WHAT YOU WILL DO
Below are some records. Output the lines from the first one through the line that holds "the toddler's face", exactly as written, with no pictures.

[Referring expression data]
──────
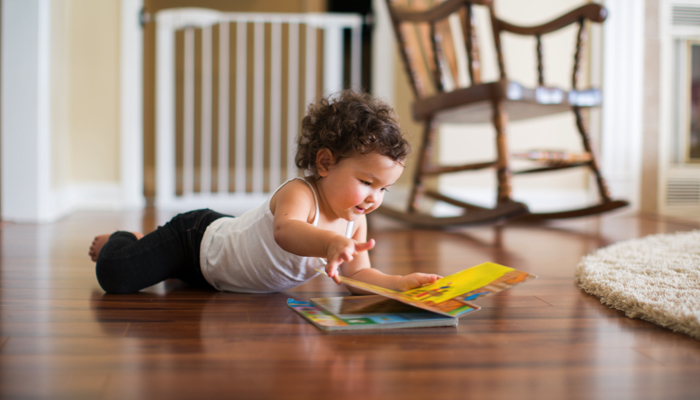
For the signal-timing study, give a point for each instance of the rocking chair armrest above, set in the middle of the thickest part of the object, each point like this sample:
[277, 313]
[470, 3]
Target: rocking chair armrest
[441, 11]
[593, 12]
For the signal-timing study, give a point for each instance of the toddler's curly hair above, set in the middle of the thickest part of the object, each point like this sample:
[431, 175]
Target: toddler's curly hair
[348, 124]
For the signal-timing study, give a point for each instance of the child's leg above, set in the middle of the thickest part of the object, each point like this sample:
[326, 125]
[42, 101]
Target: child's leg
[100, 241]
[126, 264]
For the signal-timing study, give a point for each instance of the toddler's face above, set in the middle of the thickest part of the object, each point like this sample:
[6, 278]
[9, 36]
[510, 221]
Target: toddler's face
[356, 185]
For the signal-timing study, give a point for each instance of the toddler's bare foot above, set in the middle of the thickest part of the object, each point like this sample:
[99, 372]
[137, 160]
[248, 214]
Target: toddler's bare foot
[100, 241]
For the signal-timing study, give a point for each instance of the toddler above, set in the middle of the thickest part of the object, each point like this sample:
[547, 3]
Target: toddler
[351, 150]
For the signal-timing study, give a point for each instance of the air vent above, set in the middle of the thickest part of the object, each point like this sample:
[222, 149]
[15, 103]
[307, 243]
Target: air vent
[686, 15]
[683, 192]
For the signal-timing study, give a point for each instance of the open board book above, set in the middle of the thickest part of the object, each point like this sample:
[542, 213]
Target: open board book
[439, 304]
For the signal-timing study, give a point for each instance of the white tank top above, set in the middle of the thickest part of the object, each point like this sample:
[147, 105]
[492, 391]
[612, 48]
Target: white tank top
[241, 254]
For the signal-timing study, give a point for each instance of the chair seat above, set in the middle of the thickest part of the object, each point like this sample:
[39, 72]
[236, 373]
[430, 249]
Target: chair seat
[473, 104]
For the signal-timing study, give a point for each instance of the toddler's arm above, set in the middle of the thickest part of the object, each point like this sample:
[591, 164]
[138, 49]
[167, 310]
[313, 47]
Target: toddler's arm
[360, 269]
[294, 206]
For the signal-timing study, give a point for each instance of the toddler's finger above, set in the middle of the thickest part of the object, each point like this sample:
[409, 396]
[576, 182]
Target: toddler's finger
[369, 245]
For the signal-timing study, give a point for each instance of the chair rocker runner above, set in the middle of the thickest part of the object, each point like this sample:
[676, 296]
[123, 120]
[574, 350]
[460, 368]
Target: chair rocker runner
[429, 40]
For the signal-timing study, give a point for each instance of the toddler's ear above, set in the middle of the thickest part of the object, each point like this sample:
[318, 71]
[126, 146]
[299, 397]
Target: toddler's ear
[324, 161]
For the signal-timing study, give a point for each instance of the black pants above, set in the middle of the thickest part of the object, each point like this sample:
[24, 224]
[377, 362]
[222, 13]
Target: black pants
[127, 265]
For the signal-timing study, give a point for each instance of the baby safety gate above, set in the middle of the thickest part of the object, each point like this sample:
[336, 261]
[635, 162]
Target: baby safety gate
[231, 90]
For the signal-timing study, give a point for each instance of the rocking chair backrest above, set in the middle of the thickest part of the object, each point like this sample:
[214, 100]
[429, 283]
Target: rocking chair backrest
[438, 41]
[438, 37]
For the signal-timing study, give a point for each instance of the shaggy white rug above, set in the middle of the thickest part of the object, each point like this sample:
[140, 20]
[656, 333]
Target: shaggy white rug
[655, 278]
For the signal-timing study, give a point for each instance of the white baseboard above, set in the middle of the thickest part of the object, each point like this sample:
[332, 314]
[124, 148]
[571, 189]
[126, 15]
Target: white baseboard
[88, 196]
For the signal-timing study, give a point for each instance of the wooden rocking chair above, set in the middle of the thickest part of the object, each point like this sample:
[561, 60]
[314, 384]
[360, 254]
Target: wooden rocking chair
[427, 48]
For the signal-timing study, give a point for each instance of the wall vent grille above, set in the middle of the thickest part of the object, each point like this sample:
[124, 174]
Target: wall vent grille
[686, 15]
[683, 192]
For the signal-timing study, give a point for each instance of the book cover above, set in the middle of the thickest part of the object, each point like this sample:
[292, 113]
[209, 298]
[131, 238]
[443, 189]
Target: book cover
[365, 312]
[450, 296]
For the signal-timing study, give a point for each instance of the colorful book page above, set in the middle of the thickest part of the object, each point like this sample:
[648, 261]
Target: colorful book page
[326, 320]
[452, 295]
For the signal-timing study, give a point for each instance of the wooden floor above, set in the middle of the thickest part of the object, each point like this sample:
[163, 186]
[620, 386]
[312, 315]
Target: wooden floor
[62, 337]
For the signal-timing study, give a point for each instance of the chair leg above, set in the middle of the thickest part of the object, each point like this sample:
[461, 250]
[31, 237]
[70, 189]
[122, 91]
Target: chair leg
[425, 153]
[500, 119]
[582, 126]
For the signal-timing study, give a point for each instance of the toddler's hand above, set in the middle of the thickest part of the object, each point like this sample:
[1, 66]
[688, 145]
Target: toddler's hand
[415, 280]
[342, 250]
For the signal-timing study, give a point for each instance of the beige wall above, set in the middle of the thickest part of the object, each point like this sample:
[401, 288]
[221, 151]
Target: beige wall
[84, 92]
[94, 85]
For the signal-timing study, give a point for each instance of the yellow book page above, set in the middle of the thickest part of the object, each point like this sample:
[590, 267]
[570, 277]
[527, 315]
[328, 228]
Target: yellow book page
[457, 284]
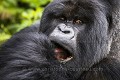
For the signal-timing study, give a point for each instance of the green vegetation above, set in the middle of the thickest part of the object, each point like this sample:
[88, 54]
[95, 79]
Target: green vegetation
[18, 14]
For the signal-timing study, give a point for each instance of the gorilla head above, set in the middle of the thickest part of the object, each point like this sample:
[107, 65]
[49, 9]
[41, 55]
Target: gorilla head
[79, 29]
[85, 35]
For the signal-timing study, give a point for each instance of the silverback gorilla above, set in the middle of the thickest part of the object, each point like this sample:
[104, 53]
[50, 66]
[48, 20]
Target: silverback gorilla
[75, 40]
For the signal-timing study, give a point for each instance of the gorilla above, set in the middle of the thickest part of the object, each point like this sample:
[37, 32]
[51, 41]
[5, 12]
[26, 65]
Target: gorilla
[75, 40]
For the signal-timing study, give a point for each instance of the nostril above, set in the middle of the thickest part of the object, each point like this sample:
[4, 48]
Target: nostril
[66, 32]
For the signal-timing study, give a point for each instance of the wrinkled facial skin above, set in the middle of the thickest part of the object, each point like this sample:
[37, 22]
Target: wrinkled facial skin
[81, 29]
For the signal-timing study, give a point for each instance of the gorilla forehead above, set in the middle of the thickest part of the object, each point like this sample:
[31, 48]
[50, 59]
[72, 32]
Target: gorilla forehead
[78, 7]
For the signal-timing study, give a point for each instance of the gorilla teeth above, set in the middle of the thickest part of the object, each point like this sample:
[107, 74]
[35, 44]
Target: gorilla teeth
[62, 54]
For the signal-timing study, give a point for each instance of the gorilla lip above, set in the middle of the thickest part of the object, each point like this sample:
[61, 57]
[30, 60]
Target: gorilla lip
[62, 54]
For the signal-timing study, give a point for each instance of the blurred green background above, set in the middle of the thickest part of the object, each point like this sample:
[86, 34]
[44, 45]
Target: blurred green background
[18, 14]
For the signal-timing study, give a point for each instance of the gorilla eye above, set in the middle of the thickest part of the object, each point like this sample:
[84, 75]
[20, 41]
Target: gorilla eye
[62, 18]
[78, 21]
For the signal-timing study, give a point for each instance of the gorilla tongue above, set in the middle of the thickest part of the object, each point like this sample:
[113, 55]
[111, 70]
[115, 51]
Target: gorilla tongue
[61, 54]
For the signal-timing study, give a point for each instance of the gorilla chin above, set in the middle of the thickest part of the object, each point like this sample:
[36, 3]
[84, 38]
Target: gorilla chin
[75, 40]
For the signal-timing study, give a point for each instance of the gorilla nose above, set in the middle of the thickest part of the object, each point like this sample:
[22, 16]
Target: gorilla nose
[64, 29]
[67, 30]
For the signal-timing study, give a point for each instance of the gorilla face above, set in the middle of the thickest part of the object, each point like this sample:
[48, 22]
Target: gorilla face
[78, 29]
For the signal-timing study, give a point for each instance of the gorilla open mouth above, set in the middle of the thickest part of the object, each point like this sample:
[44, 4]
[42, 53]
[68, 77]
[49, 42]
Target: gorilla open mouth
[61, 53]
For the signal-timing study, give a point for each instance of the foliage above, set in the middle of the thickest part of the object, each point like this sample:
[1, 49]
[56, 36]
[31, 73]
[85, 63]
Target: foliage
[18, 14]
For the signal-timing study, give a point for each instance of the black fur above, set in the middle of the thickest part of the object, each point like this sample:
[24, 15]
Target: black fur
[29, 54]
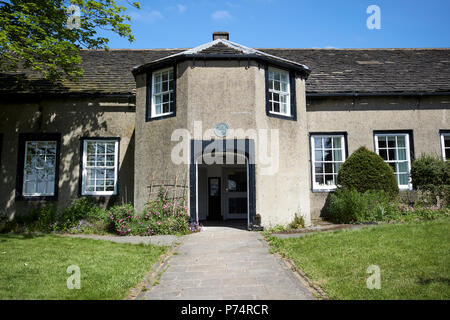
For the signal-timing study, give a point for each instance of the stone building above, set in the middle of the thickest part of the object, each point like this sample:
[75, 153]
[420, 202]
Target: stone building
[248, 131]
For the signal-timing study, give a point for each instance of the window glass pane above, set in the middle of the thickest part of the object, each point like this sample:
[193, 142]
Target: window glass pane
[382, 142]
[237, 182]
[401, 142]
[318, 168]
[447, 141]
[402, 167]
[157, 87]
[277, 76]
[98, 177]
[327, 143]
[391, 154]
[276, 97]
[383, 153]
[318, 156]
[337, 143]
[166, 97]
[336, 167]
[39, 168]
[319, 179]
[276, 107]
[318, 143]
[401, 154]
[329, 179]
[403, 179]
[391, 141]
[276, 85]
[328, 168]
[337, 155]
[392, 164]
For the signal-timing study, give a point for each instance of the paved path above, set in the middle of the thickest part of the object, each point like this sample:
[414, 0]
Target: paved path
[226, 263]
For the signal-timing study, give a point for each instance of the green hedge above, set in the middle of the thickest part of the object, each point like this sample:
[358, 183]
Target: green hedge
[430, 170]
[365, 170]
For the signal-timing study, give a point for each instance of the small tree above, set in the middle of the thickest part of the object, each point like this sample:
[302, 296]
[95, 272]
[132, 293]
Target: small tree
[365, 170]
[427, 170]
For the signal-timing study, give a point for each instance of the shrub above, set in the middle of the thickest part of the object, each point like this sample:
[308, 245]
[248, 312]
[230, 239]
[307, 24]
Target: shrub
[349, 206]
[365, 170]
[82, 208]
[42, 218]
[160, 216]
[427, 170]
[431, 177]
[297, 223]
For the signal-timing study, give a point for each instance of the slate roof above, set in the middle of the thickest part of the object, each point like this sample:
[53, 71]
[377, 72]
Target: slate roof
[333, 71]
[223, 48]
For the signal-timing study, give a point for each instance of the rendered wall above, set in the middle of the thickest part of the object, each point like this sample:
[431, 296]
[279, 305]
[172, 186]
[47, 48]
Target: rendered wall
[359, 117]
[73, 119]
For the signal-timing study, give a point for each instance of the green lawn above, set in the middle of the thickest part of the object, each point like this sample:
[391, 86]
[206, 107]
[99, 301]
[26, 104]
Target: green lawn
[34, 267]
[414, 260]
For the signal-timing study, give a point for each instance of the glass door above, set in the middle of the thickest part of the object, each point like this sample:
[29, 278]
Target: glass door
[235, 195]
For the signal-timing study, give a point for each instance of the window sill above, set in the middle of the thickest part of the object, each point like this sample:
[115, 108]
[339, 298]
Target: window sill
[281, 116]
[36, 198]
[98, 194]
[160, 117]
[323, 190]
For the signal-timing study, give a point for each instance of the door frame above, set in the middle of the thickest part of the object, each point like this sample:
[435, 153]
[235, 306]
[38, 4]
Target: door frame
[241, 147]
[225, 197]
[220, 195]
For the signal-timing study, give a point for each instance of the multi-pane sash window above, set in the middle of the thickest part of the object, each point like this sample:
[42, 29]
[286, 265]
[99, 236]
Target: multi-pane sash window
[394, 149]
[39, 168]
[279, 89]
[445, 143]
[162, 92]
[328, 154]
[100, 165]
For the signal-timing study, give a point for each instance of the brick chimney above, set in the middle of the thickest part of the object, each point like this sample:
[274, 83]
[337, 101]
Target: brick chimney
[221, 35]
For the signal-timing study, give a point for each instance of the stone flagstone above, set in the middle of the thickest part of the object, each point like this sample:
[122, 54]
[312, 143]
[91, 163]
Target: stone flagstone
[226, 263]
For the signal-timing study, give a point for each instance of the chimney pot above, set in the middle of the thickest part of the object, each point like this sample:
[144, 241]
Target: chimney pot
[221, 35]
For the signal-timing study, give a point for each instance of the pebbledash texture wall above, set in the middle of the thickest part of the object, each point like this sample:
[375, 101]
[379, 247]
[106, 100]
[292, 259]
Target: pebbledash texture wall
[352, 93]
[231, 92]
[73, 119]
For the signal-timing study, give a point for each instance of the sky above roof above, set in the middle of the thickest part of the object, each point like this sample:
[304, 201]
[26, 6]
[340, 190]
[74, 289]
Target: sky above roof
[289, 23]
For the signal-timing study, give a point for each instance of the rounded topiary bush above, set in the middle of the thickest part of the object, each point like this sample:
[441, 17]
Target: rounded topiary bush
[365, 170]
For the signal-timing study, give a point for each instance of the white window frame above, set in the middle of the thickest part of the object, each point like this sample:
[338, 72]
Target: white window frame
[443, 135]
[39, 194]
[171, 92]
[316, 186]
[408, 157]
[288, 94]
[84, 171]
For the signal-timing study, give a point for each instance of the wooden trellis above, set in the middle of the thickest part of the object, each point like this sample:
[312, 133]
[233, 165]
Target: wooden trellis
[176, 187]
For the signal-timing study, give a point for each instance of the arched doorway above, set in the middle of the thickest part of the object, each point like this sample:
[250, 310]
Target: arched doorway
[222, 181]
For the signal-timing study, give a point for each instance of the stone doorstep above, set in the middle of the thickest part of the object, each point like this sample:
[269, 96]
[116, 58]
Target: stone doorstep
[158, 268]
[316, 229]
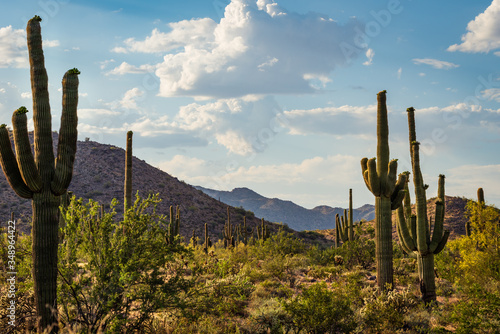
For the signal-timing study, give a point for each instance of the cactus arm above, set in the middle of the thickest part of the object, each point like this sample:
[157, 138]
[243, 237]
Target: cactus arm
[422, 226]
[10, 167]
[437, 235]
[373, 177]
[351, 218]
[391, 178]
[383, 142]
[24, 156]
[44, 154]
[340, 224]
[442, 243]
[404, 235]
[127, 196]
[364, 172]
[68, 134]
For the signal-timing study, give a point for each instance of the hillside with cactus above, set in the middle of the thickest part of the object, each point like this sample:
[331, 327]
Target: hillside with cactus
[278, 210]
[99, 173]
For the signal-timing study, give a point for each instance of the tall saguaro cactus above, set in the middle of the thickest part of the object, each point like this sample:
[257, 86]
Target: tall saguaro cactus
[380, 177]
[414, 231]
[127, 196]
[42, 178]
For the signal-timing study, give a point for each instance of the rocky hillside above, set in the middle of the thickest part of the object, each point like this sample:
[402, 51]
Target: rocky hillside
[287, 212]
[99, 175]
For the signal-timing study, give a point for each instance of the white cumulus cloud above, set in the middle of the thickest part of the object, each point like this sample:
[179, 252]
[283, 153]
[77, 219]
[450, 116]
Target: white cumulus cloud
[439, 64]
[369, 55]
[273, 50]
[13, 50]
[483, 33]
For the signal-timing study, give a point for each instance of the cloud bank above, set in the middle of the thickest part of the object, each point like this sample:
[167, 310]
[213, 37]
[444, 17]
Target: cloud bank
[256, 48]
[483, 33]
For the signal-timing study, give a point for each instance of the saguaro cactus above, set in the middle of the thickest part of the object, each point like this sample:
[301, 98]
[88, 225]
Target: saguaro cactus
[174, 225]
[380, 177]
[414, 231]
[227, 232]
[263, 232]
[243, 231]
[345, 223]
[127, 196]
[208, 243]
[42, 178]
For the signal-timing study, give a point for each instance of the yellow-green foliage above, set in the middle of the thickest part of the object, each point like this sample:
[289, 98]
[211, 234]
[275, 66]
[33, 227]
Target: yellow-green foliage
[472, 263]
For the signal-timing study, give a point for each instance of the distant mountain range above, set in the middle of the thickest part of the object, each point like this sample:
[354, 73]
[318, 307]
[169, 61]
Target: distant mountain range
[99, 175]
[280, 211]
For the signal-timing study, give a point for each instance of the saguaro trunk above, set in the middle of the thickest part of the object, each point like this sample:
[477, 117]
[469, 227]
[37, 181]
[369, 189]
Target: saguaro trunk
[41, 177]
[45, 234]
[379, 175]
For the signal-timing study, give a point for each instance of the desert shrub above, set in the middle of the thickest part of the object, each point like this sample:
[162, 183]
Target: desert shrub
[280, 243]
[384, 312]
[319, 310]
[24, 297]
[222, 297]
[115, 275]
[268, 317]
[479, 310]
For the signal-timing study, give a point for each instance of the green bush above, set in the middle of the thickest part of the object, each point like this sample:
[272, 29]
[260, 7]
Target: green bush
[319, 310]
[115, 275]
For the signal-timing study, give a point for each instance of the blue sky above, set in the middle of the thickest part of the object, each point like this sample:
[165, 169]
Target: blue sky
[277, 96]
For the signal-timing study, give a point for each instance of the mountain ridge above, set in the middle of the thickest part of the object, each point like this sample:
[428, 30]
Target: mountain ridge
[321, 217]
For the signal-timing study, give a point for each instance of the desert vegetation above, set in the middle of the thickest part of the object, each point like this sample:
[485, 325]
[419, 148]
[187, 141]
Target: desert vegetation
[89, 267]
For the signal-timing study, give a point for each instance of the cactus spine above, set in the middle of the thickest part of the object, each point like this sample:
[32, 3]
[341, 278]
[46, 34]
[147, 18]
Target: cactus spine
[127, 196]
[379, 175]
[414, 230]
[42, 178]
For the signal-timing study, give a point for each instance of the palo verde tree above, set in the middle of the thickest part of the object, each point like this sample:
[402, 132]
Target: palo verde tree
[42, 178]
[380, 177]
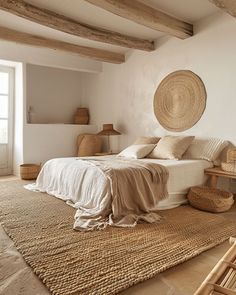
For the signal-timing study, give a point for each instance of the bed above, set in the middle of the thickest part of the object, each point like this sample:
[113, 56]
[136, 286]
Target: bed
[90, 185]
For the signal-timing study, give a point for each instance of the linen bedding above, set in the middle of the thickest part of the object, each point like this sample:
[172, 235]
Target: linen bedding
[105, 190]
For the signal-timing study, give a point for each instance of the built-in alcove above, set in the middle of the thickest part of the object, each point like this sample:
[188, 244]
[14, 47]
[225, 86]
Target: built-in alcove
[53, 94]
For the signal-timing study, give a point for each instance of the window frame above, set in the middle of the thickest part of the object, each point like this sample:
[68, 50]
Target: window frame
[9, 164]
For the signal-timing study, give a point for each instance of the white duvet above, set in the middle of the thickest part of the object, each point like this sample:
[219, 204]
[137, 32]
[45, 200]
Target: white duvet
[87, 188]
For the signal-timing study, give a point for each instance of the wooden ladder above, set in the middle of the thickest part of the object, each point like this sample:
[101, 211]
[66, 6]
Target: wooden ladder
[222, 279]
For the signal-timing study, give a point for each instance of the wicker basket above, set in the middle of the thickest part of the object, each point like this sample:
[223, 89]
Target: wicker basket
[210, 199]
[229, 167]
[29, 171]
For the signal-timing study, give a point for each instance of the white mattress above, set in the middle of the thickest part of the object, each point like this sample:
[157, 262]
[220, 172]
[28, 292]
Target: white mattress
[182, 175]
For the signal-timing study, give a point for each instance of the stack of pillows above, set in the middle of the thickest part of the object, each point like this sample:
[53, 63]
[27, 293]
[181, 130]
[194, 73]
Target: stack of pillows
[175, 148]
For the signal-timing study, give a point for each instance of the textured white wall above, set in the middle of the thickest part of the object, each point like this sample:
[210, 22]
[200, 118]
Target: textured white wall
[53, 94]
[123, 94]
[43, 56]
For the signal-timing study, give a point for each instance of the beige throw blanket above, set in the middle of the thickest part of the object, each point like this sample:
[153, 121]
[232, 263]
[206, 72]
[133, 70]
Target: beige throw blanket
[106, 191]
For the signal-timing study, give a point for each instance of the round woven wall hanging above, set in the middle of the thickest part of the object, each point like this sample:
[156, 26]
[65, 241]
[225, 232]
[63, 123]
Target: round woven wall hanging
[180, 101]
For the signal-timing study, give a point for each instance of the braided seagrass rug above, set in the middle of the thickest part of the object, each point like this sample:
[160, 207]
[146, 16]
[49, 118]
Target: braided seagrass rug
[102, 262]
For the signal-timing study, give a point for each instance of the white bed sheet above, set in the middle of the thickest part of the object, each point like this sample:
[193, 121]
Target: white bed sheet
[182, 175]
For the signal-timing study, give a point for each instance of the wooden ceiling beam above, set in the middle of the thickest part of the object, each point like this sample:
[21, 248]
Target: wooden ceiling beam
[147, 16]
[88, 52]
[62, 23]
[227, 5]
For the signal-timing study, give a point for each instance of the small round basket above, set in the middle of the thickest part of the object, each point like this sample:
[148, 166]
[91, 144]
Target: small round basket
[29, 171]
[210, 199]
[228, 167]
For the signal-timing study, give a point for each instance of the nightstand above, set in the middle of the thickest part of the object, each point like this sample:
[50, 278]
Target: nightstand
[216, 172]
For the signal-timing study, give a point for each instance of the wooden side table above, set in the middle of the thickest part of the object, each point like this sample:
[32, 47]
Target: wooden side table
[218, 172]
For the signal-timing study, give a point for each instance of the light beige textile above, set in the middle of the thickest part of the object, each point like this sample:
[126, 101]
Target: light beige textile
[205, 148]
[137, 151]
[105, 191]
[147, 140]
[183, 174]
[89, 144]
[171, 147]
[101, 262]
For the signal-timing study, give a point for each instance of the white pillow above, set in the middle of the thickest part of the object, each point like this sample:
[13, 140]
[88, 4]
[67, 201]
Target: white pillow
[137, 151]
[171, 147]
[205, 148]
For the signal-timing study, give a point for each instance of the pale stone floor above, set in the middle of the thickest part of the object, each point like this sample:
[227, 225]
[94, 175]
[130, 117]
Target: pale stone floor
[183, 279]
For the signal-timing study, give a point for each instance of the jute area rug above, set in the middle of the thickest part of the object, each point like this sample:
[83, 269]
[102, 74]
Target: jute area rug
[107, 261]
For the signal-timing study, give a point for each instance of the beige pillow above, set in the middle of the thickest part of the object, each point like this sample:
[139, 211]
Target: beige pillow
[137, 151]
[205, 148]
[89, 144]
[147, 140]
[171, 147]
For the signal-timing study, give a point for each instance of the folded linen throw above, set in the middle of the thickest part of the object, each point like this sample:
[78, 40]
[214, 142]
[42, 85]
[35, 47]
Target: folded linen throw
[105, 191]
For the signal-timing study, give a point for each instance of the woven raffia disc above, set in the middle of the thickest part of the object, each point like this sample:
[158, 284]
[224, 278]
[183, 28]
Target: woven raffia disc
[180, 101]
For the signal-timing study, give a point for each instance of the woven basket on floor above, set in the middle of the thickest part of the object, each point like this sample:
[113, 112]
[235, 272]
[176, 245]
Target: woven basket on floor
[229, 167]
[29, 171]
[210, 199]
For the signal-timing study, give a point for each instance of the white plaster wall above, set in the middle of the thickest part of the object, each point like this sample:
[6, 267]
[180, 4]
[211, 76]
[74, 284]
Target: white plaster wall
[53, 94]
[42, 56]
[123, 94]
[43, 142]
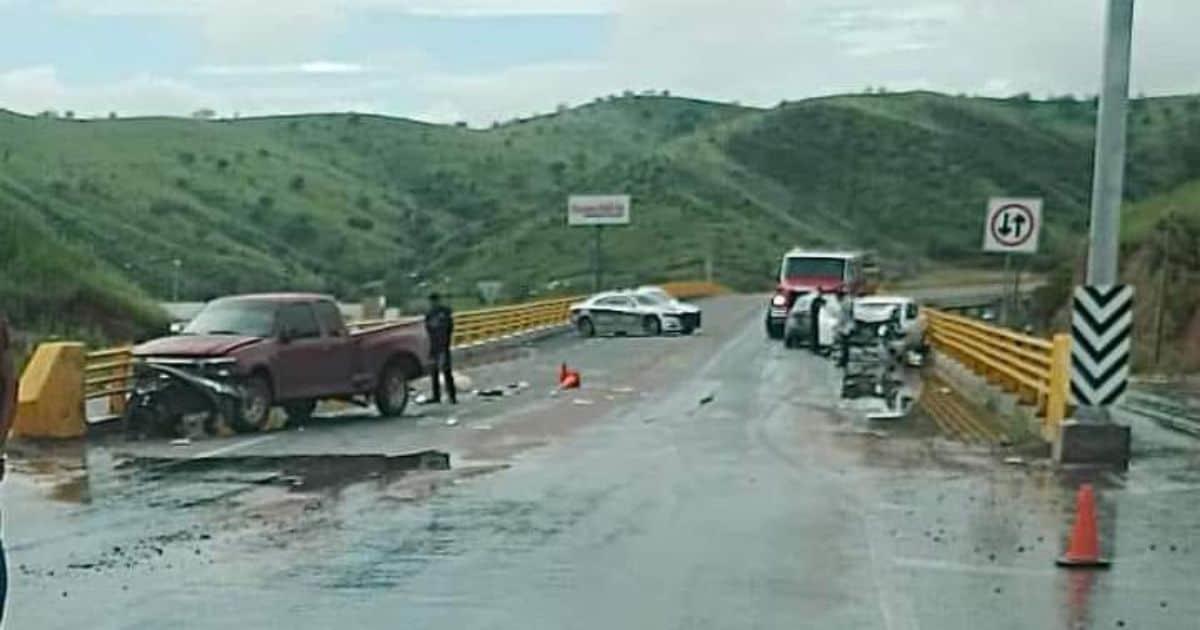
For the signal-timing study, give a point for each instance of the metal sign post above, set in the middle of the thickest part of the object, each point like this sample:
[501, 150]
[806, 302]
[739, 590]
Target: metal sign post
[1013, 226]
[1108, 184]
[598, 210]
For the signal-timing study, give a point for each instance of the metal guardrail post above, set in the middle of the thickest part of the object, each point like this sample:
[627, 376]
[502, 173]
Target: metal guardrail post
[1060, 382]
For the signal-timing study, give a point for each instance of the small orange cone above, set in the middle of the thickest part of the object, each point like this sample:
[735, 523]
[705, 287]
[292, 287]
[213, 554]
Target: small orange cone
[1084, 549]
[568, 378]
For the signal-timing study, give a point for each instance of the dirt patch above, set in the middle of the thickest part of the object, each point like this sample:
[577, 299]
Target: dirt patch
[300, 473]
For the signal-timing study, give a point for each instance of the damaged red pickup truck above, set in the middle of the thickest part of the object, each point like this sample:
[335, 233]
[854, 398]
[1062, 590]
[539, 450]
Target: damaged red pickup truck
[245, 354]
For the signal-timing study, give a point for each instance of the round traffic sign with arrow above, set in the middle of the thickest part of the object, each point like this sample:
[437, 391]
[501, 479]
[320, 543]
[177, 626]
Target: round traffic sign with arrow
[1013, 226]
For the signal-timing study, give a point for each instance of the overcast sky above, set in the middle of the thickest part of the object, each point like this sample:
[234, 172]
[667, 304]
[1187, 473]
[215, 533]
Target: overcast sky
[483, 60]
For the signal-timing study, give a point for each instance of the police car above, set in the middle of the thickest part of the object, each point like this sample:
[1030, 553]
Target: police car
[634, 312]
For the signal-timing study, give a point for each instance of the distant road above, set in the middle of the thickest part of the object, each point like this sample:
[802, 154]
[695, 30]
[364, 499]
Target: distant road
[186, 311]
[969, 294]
──────
RESULT BELOW
For the signal-timing study, give a point for each instance of the rocking chair armrest above, set in the middle of the thickest part of the object, each point like this sample:
[277, 313]
[470, 3]
Target: rocking chair armrest
[441, 11]
[593, 12]
For the signal-timing study, give a point for each instance of the toddler's curly hair above, set in the middle of the thickest part of the object, each point like this sample:
[431, 175]
Target: toddler's curly hair
[348, 124]
For the signal-timing study, give a point for each instance of the child's leg above, set in the middle of the thickest part of the object, each point like this sample:
[326, 125]
[42, 101]
Target: child's leg
[100, 241]
[126, 264]
For the signal-timing study, give a point for each instance of the toddler's face above, set in the middle of the thickest part of the object, each point like this sample:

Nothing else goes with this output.